_What needs to be done:_
For the fishing forum thread, state whether each statement agrees with it, answering yes or no and quoting the exact words of the thread that decide it: (a) Trouthunter says he saw a sawfish in Green's Bayou. (b) Westtexan1 says he caught a few large redfish in the area. (c) Smackdaddy53 mentions a picture of a sawfish posted on fishingscout.

Saw a couple of big ones last year in July or early Aug. I was so far away from the boat and about waste deep water if they wanted me they could of had me. I just don't think sharks think people taste good. BTW where this Cotten and Greens that you guys keep talkig about?


----------



## Trouthunter (Dec 18, 1998)

> BTW where this Cotten and Greens that you guys keep talkig about?


They are fictional places that are supposed to exist on a fictional place called the Matagorda Peninsula. 

TH


----------



## Smackdaddy53 (Nov 4, 2011)

Add a few more to the parking lot!

-mac-


----------



## Westtexan1 (Aug 24, 2011)

That is where I saw the sharks last year I just didn't know that was the name of the area. Only caught a few small black drum and havn't been back. Thanks for letting me know the name of the area.


----------



## Trouthunter (Dec 18, 1998)

You should have seen Green's Bayou when you could run a boat through it into the gulf. Saw my first and last sawfish in those deep clear waters and one of the biggest hammer head sharks to date lol.

TH


----------



## Smackdaddy53 (Nov 4, 2011)

Trouthunter said:


> You should have seen Green's Bayou when you could run a boat through it into the gulf. Saw my first and last sawfish in those deep clear waters and one of the biggest hammer head sharks to date lol.
> 
> TH


Thats sweet! How long ago?
Check out fishingscout, some guy posted a pic of a sawfish he caught, ill post a pic

-mac-


----------



## PutTheForearmOn_em!! (May 13, 2012)

Trouthunter said:


> LOL! Smack he's never pulled a wade in July between Green's and Cotton's.
> 
> It's not if you'll see a shark while wading there, it's when. Hopefully you see it before it gets your fish lol.
> 
> ...


Hints why I said.... "I fish east bay" smart ***.


----------



## Trouthunter (Dec 18, 1998)

> Hints why I said.... "I fish east bay" smart ***.


Wasn't being a smart ***...was stating a fact about the area I mentioned. And the OP wasn't asking about East Matagorda Bay was he?



TH


----------



## PutTheForearmOn_em!! (May 13, 2012)

Trouthunter said:


> Wasn't being a smart ***...was stating a fact about the area I mentioned. And the OP wasn't asking about East Matagorda Bay was he?

_Records supplied:_
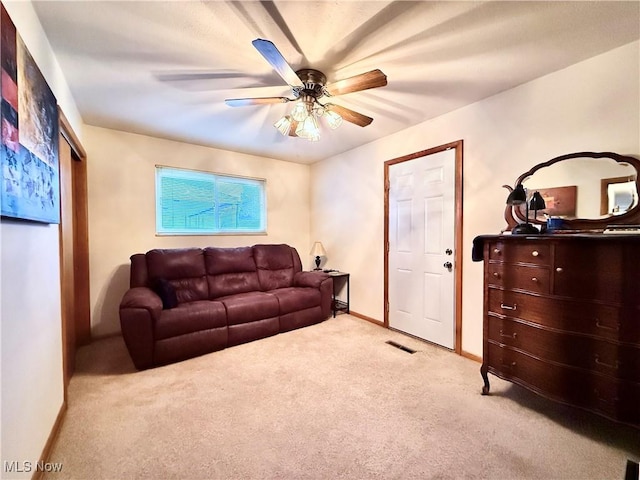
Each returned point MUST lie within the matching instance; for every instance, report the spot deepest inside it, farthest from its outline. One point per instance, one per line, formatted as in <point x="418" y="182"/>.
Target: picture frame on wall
<point x="30" y="188"/>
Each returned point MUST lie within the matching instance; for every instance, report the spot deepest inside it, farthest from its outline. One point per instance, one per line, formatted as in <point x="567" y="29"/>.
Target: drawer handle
<point x="508" y="335"/>
<point x="604" y="364"/>
<point x="613" y="401"/>
<point x="616" y="328"/>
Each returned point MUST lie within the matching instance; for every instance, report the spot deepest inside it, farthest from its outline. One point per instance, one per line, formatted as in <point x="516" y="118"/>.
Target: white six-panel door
<point x="421" y="244"/>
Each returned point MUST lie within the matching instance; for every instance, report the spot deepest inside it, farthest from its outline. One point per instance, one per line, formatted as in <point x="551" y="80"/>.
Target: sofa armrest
<point x="309" y="279"/>
<point x="139" y="309"/>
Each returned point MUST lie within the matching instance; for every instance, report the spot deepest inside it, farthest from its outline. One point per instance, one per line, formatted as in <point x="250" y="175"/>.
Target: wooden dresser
<point x="562" y="318"/>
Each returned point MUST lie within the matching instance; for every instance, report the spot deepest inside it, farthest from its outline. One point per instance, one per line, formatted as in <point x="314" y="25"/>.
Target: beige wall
<point x="121" y="178"/>
<point x="32" y="390"/>
<point x="593" y="105"/>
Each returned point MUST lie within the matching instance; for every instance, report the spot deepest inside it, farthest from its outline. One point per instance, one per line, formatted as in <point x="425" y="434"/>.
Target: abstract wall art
<point x="29" y="143"/>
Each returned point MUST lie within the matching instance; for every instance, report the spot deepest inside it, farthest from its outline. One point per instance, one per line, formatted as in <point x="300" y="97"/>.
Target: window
<point x="190" y="202"/>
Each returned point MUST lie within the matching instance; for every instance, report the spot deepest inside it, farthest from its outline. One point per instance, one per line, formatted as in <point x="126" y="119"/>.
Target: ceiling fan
<point x="308" y="87"/>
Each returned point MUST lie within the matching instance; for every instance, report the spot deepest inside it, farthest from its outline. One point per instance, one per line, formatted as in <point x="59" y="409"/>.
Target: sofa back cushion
<point x="183" y="268"/>
<point x="276" y="265"/>
<point x="230" y="271"/>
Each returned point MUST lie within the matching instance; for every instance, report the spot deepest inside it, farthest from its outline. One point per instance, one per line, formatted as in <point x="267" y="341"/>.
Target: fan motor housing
<point x="313" y="80"/>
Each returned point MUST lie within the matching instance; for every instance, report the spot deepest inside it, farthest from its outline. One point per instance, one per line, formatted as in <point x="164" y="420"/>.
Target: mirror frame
<point x="632" y="217"/>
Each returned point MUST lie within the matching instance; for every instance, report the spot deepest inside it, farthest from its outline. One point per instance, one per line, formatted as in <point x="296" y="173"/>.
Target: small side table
<point x="340" y="280"/>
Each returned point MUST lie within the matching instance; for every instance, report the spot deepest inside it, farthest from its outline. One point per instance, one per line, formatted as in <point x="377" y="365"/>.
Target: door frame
<point x="457" y="257"/>
<point x="74" y="293"/>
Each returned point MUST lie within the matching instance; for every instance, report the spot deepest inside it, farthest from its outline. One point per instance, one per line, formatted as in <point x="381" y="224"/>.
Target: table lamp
<point x="516" y="197"/>
<point x="318" y="251"/>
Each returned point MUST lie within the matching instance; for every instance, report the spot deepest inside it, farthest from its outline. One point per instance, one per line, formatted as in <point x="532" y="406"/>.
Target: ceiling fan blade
<point x="364" y="81"/>
<point x="272" y="55"/>
<point x="244" y="102"/>
<point x="349" y="115"/>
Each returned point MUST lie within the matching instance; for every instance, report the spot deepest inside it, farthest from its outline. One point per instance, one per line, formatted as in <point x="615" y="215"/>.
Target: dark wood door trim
<point x="458" y="146"/>
<point x="74" y="246"/>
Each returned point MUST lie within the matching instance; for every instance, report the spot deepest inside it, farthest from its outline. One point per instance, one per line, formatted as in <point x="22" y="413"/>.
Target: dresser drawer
<point x="522" y="277"/>
<point x="615" y="398"/>
<point x="607" y="358"/>
<point x="603" y="321"/>
<point x="535" y="253"/>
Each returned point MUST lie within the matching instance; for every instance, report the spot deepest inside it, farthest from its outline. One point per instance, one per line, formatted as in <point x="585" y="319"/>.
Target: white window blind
<point x="190" y="202"/>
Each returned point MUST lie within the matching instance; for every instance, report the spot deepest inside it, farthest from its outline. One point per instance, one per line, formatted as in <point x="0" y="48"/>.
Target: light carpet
<point x="329" y="401"/>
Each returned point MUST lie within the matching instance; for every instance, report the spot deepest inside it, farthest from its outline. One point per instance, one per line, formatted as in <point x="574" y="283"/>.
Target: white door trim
<point x="457" y="261"/>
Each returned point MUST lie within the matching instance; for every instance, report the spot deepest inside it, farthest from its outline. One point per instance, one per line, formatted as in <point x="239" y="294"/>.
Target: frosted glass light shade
<point x="284" y="125"/>
<point x="333" y="119"/>
<point x="309" y="129"/>
<point x="299" y="112"/>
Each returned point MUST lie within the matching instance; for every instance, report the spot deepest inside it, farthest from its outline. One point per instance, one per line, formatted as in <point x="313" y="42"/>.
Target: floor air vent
<point x="400" y="346"/>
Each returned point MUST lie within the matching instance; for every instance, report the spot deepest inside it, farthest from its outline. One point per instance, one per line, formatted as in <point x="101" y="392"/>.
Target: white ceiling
<point x="165" y="68"/>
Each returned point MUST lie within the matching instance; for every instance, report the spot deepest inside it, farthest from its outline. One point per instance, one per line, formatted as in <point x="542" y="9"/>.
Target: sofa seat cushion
<point x="190" y="317"/>
<point x="249" y="307"/>
<point x="292" y="299"/>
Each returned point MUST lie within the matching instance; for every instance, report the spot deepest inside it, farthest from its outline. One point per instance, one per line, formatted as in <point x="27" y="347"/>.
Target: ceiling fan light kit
<point x="308" y="86"/>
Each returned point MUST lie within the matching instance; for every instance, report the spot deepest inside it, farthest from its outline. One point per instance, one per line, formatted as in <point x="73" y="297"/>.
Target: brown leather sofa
<point x="187" y="302"/>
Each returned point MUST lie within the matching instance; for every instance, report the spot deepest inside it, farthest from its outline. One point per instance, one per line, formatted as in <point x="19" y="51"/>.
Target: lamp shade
<point x="517" y="196"/>
<point x="318" y="250"/>
<point x="537" y="202"/>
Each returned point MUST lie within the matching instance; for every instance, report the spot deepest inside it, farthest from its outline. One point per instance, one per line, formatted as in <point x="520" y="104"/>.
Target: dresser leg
<point x="485" y="377"/>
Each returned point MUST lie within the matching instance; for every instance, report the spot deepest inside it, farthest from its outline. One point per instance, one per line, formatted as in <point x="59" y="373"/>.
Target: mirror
<point x="587" y="190"/>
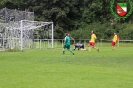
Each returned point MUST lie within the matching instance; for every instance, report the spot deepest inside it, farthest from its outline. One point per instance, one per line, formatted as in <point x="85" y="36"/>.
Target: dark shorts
<point x="80" y="46"/>
<point x="113" y="43"/>
<point x="66" y="46"/>
<point x="91" y="43"/>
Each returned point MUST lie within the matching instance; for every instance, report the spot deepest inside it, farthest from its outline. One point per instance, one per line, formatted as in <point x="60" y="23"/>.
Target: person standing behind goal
<point x="92" y="41"/>
<point x="114" y="40"/>
<point x="67" y="44"/>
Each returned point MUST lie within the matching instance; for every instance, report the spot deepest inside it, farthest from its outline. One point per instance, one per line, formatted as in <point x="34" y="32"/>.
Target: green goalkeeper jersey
<point x="67" y="40"/>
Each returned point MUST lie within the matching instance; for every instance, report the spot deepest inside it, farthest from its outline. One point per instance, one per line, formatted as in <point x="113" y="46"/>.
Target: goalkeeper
<point x="79" y="46"/>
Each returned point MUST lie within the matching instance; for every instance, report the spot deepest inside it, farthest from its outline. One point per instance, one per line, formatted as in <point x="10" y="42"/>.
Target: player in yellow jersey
<point x="92" y="41"/>
<point x="114" y="40"/>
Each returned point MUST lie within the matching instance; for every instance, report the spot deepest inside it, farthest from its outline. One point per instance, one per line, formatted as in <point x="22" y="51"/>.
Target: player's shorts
<point x="91" y="43"/>
<point x="66" y="46"/>
<point x="82" y="46"/>
<point x="113" y="43"/>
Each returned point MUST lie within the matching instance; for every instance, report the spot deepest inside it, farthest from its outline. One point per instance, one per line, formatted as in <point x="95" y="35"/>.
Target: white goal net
<point x="21" y="34"/>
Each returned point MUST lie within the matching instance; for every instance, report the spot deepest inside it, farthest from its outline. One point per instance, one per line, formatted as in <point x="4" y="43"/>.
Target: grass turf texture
<point x="48" y="68"/>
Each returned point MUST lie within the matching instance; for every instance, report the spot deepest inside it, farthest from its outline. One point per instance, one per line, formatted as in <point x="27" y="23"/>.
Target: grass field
<point x="48" y="68"/>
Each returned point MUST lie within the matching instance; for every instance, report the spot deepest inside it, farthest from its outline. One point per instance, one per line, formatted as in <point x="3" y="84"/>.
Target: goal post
<point x="27" y="25"/>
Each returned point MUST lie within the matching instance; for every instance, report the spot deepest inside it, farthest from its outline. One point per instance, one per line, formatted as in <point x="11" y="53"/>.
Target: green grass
<point x="48" y="68"/>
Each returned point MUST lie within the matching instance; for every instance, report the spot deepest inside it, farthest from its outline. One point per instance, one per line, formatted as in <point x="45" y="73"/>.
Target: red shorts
<point x="113" y="43"/>
<point x="91" y="43"/>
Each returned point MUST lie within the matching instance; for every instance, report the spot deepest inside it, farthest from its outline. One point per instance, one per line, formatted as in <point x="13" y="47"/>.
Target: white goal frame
<point x="36" y="24"/>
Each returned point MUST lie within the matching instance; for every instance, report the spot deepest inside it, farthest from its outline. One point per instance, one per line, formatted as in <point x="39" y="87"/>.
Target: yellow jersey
<point x="93" y="37"/>
<point x="114" y="38"/>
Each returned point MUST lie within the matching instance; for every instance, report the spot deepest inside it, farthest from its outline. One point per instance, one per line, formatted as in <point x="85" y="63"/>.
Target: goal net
<point x="21" y="34"/>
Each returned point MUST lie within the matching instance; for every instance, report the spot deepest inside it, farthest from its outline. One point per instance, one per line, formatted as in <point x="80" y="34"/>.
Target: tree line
<point x="78" y="17"/>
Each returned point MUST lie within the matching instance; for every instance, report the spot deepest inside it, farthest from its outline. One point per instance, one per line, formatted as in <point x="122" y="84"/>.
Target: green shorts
<point x="66" y="46"/>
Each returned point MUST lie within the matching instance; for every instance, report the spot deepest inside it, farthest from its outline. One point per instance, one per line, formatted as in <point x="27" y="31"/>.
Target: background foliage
<point x="78" y="17"/>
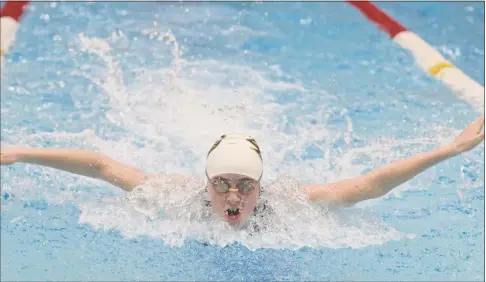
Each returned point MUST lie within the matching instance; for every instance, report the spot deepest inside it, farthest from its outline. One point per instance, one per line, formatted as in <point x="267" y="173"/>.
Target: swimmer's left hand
<point x="470" y="137"/>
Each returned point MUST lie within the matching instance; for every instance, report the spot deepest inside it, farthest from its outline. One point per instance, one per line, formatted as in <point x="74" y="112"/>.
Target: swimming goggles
<point x="222" y="185"/>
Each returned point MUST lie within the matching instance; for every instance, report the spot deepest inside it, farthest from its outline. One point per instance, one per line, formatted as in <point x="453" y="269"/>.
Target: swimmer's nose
<point x="233" y="196"/>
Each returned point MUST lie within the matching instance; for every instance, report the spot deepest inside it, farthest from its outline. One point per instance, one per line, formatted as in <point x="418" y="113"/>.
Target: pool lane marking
<point x="10" y="15"/>
<point x="426" y="57"/>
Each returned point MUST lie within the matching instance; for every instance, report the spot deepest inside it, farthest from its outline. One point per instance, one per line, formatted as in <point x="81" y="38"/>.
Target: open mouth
<point x="232" y="213"/>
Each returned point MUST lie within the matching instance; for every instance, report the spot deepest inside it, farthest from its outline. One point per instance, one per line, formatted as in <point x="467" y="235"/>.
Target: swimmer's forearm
<point x="384" y="179"/>
<point x="86" y="163"/>
<point x="80" y="162"/>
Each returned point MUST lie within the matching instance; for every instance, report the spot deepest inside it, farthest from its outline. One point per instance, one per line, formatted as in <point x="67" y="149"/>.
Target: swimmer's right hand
<point x="10" y="156"/>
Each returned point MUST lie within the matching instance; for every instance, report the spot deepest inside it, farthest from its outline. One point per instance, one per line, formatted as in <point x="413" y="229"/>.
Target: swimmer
<point x="234" y="168"/>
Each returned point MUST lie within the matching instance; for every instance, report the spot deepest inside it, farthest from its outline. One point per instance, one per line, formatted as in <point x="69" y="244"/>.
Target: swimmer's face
<point x="233" y="197"/>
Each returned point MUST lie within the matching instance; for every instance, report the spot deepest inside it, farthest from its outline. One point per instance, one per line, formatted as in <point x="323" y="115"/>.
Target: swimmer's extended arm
<point x="382" y="180"/>
<point x="80" y="162"/>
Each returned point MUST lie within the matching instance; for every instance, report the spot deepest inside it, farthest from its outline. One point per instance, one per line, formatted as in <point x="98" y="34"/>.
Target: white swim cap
<point x="235" y="153"/>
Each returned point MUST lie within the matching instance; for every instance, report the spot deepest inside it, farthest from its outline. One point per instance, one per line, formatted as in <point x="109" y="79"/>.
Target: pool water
<point x="325" y="93"/>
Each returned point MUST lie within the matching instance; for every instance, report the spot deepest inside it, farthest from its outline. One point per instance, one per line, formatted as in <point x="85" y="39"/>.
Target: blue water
<point x="317" y="75"/>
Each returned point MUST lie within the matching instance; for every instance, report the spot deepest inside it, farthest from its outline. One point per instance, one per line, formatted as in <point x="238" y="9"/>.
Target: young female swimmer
<point x="234" y="169"/>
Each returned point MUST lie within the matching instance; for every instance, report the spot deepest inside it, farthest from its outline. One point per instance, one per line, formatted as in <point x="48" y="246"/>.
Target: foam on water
<point x="173" y="114"/>
<point x="182" y="108"/>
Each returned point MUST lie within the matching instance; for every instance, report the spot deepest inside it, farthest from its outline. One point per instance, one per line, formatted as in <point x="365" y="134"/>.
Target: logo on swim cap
<point x="235" y="153"/>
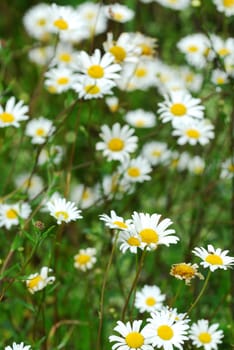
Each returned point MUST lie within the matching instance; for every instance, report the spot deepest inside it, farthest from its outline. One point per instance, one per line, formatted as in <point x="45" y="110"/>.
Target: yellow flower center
<point x="116" y="144"/>
<point x="63" y="80"/>
<point x="92" y="89"/>
<point x="193" y="133"/>
<point x="150" y="301"/>
<point x="61" y="24"/>
<point x="192" y="48"/>
<point x="134" y="172"/>
<point x="32" y="283"/>
<point x="133" y="241"/>
<point x="204" y="338"/>
<point x="95" y="71"/>
<point x="61" y="215"/>
<point x="65" y="57"/>
<point x="40" y="132"/>
<point x="228" y="3"/>
<point x="7" y="117"/>
<point x="134" y="340"/>
<point x="118" y="52"/>
<point x="183" y="270"/>
<point x="165" y="332"/>
<point x="83" y="259"/>
<point x="148" y="235"/>
<point x="178" y="109"/>
<point x="224" y="52"/>
<point x="120" y="224"/>
<point x="214" y="259"/>
<point x="41" y="22"/>
<point x="11" y="214"/>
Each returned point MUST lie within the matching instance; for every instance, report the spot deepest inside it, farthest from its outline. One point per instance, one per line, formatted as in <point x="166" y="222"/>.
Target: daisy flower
<point x="39" y="281"/>
<point x="227" y="171"/>
<point x="10" y="214"/>
<point x="140" y="118"/>
<point x="39" y="130"/>
<point x="179" y="105"/>
<point x="13" y="113"/>
<point x="114" y="221"/>
<point x="90" y="88"/>
<point x="131" y="336"/>
<point x="205" y="335"/>
<point x="225" y="6"/>
<point x="136" y="170"/>
<point x="156" y="152"/>
<point x="20" y="346"/>
<point x="119" y="13"/>
<point x="193" y="131"/>
<point x="185" y="271"/>
<point x="214" y="258"/>
<point x="63" y="211"/>
<point x="149" y="299"/>
<point x="165" y="331"/>
<point x="98" y="67"/>
<point x="118" y="142"/>
<point x="129" y="240"/>
<point x="152" y="232"/>
<point x="85" y="259"/>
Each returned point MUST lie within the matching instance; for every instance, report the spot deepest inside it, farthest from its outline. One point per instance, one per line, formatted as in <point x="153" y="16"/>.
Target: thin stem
<point x="201" y="293"/>
<point x="134" y="283"/>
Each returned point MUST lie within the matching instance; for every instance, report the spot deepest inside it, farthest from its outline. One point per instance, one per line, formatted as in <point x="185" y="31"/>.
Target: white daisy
<point x="165" y="332"/>
<point x="13" y="113"/>
<point x="205" y="335"/>
<point x="140" y="118"/>
<point x="156" y="152"/>
<point x="119" y="13"/>
<point x="98" y="67"/>
<point x="118" y="142"/>
<point x="20" y="346"/>
<point x="39" y="281"/>
<point x="179" y="105"/>
<point x="63" y="211"/>
<point x="85" y="259"/>
<point x="149" y="299"/>
<point x="39" y="129"/>
<point x="131" y="336"/>
<point x="193" y="131"/>
<point x="11" y="214"/>
<point x="152" y="231"/>
<point x="114" y="221"/>
<point x="214" y="258"/>
<point x="136" y="170"/>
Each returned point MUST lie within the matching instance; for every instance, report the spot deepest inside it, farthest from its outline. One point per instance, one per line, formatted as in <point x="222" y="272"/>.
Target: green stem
<point x="200" y="294"/>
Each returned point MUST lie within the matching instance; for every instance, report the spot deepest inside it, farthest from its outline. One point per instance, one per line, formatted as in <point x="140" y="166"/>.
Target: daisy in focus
<point x="131" y="336"/>
<point x="39" y="281"/>
<point x="39" y="130"/>
<point x="179" y="105"/>
<point x="63" y="211"/>
<point x="85" y="259"/>
<point x="205" y="335"/>
<point x="20" y="346"/>
<point x="165" y="331"/>
<point x="186" y="272"/>
<point x="13" y="113"/>
<point x="149" y="299"/>
<point x="140" y="119"/>
<point x="119" y="13"/>
<point x="10" y="214"/>
<point x="214" y="258"/>
<point x="118" y="142"/>
<point x="193" y="131"/>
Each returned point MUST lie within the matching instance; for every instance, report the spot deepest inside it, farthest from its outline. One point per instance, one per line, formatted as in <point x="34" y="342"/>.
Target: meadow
<point x="117" y="170"/>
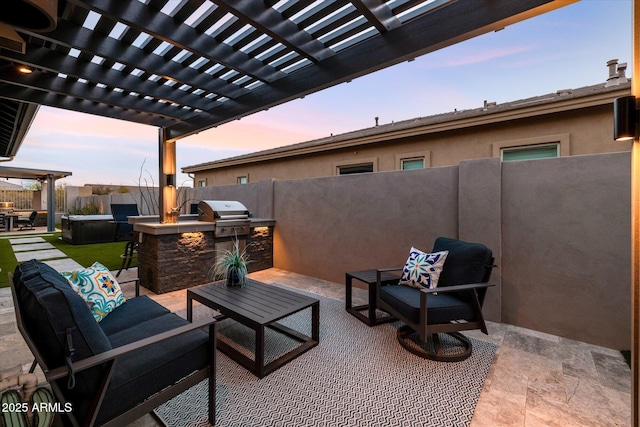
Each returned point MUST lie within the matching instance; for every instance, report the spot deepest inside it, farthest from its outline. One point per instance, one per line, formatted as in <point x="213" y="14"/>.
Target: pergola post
<point x="168" y="201"/>
<point x="51" y="203"/>
<point x="635" y="226"/>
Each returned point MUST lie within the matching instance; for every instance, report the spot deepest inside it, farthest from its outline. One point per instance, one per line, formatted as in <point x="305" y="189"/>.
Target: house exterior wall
<point x="580" y="131"/>
<point x="558" y="228"/>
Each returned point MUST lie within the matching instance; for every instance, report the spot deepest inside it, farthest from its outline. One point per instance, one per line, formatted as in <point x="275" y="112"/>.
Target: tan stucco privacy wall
<point x="559" y="229"/>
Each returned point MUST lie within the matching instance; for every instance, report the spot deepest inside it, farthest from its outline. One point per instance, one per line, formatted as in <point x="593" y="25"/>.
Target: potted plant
<point x="231" y="265"/>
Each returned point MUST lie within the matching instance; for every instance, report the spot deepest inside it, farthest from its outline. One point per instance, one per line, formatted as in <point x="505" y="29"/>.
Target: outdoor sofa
<point x="113" y="371"/>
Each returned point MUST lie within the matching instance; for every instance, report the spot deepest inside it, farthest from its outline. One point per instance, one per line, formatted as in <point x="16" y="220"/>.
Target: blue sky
<point x="566" y="48"/>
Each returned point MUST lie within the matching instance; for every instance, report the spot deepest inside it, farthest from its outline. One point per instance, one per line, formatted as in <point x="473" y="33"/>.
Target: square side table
<point x="368" y="277"/>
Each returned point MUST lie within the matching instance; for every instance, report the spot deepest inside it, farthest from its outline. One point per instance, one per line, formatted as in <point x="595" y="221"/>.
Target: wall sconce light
<point x="626" y="118"/>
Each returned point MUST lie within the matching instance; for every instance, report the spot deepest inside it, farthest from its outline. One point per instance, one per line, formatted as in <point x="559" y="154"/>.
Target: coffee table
<point x="258" y="306"/>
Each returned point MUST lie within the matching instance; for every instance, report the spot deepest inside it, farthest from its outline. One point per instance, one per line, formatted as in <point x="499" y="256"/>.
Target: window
<point x="351" y="169"/>
<point x="415" y="163"/>
<point x="529" y="153"/>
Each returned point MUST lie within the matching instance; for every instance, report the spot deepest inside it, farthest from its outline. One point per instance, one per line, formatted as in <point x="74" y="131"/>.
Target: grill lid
<point x="217" y="210"/>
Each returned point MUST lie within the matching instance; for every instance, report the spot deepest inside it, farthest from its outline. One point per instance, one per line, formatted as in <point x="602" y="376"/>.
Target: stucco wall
<point x="566" y="247"/>
<point x="328" y="226"/>
<point x="583" y="131"/>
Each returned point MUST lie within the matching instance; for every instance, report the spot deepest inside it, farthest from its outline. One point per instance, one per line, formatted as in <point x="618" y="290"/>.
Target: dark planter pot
<point x="235" y="279"/>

_Answer to the problem:_
(a) Yes: "You should have seen Green's Bayou when you could run a boat through it into the gulf. Saw my first and last sawfish in those deep clear waters"
(b) No: "Only caught a few small black drum"
(c) Yes: "Check out fishingscout, some guy posted a pic of a sawfish he caught"